* **WHAT YOU WILL DO**:
Answer these questions about the graduation column below:
1. Which friend texted that nothing good ever happens in March?
2. In which restaurant did the writer and Jun talk after the commencement ceremonies?
3. Which period after graduation does the writer call scary?

* **TEXT TO READ**:
+ + +

Saturday, March 19, 2005
1:25 AM |
Welcome to Real Life
If you want a nice, sugarcoated message about the reality of your Graduation Day, do not read further. Bromides never worked for me.
There is a moment sometime during the end days of March that leaves anyone -- especially jobless 21-year olds who mistake aimless sniggering with profundity -- breathless with the anxiety of having to do absolutely... nothing. These are the doldrums, complete with dog day afternoons that stretch and continue one after the other, not yet quite the summer but already bearing the likeness of the season: dryness and dust, eternal sunshine, heat, and perspiring nights. School's over. For the most part, there are only a few options to choose from: planning a summer getaway somewhere (in particular, for the Holy Week ahead), or resigning to the reality of having to hog the couch and becoming its potato, and knowing, by heart, the TV schedule for the next two months.
For college graduates, it is perhaps a little bit more terrifying. Real life is about to begin -- and after the
lechon, the handshakes and congratulations, and the not-yet-dry ink spelling your name on the diploma, there is that slowly sickening realization in the pits of your stomach that your four (or five) years of having the perfect excuse to party are finally over, and there is just no sidestepping the notion of demanding responsibility suddenly falling onto your hands. You're an adult now, and by God, people actually expect you to have a job.
A job.In a time of war and utter restlessness. Where the future holds a nurse's cap, and nothing else.
"I hate the realities of March. Caesar was murdered in March," my friend Aivy texted me. "Nothing good ever happens in March."
Last Sunday:
"What are you going to do now?" I asked another friend (and former student), Jun, who had just graduated. We were still in our semi-formal wear. And we were in that delicate balance of celebration and sobriety in Mamia's, right after some school's commencement ceremonies. As usual, Dumaguete's restaurants were like beehives of hearty congratulations mixed with silver clinking against china. Food was everywhere.
"I don't know," Jun finally said, "maybe I'll just bum around for a while."
I told him, in that wizened voice survivors adopt, that all I really knew was this:
the first six post-graduation months are scary. Not to sink the feelings of the guy, but to arm him with knowledge of the usual things. After all, one shouldn't be a champion of false send-offs, but rather of guarded hopefulness -- not cynicism, but a general assessment of the way things really are.

+ + +

* **DATA EXTRACT**:

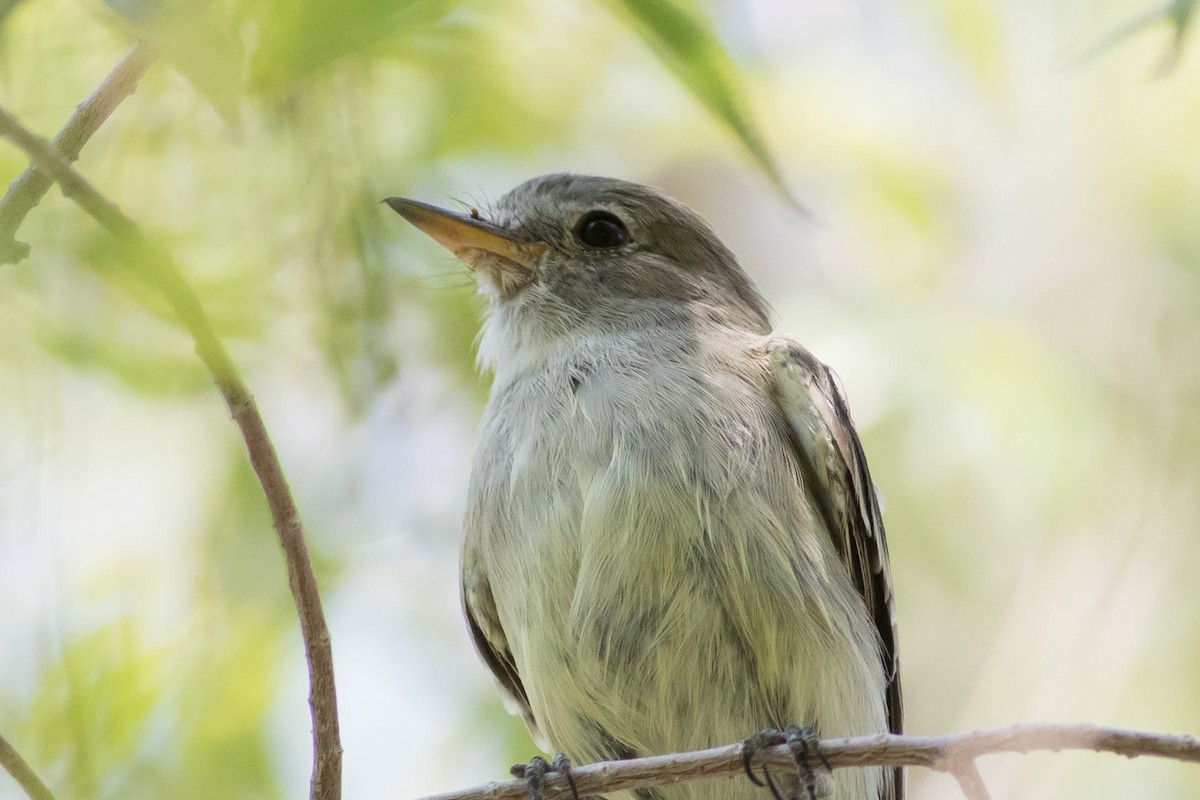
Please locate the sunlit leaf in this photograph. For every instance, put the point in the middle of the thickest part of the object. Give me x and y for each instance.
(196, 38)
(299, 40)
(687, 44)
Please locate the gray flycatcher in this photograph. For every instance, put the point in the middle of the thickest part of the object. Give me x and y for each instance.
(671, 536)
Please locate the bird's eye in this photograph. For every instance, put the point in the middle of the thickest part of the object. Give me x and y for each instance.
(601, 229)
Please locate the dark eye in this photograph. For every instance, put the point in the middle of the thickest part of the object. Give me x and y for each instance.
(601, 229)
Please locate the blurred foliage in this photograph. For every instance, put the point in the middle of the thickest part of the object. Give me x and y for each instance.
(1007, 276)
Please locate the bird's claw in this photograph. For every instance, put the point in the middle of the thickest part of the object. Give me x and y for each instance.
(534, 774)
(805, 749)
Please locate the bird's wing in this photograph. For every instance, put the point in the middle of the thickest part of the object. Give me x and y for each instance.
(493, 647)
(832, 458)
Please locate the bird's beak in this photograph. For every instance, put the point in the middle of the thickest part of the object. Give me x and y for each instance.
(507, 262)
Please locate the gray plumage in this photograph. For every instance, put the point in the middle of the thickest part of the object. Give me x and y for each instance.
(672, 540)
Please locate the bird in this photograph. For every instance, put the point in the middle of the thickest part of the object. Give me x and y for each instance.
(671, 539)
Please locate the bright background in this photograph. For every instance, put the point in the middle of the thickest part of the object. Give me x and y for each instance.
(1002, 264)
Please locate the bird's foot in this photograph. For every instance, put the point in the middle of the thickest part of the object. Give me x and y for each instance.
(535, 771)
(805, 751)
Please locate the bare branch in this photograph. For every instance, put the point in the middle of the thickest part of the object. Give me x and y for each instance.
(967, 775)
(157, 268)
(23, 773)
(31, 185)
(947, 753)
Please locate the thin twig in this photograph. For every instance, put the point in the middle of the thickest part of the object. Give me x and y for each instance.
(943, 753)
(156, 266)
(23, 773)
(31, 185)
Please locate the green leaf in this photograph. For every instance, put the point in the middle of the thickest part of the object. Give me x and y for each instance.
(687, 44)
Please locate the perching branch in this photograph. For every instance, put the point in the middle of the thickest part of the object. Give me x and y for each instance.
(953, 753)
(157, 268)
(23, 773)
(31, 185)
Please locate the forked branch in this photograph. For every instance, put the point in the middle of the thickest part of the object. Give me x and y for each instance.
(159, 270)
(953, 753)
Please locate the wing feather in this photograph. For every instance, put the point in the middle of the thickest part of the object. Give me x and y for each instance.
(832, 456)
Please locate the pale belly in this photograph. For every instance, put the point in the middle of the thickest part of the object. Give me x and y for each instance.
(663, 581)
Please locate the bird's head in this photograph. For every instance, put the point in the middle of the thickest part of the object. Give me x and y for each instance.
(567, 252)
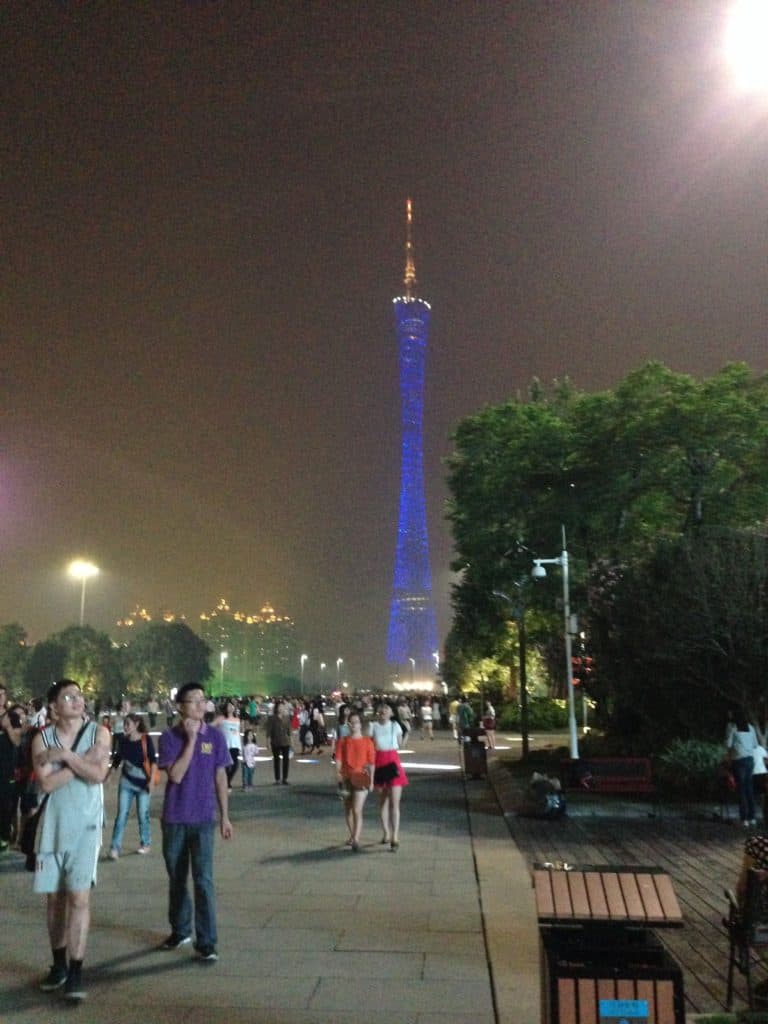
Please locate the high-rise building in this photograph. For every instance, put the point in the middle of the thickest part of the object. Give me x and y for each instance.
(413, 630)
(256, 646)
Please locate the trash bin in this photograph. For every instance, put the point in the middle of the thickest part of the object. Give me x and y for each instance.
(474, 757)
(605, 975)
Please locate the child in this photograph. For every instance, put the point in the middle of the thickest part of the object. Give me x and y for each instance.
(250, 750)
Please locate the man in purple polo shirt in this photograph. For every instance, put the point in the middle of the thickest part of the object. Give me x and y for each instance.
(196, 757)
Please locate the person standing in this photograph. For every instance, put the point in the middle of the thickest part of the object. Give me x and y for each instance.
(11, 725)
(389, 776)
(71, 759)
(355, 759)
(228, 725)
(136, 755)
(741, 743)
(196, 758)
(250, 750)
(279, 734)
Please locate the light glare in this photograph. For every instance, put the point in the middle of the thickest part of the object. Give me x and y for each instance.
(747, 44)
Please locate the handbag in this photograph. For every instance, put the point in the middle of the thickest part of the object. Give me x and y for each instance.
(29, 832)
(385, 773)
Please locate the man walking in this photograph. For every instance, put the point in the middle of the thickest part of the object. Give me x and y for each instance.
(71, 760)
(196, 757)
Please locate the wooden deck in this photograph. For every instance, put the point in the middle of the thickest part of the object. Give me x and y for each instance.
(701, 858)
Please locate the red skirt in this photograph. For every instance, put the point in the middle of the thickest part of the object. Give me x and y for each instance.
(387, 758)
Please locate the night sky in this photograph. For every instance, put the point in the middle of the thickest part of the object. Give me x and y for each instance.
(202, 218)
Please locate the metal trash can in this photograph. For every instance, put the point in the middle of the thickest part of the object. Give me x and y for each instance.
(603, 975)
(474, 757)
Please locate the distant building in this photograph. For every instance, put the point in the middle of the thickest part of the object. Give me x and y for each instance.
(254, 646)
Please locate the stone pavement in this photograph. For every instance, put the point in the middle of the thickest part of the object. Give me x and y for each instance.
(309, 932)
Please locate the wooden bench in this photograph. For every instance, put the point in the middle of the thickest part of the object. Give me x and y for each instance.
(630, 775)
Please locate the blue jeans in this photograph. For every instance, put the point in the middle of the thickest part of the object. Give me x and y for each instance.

+ + +

* **EXERCISE RESULT**:
1. Aivy
2. Mamia's
3. The first six post-graduation months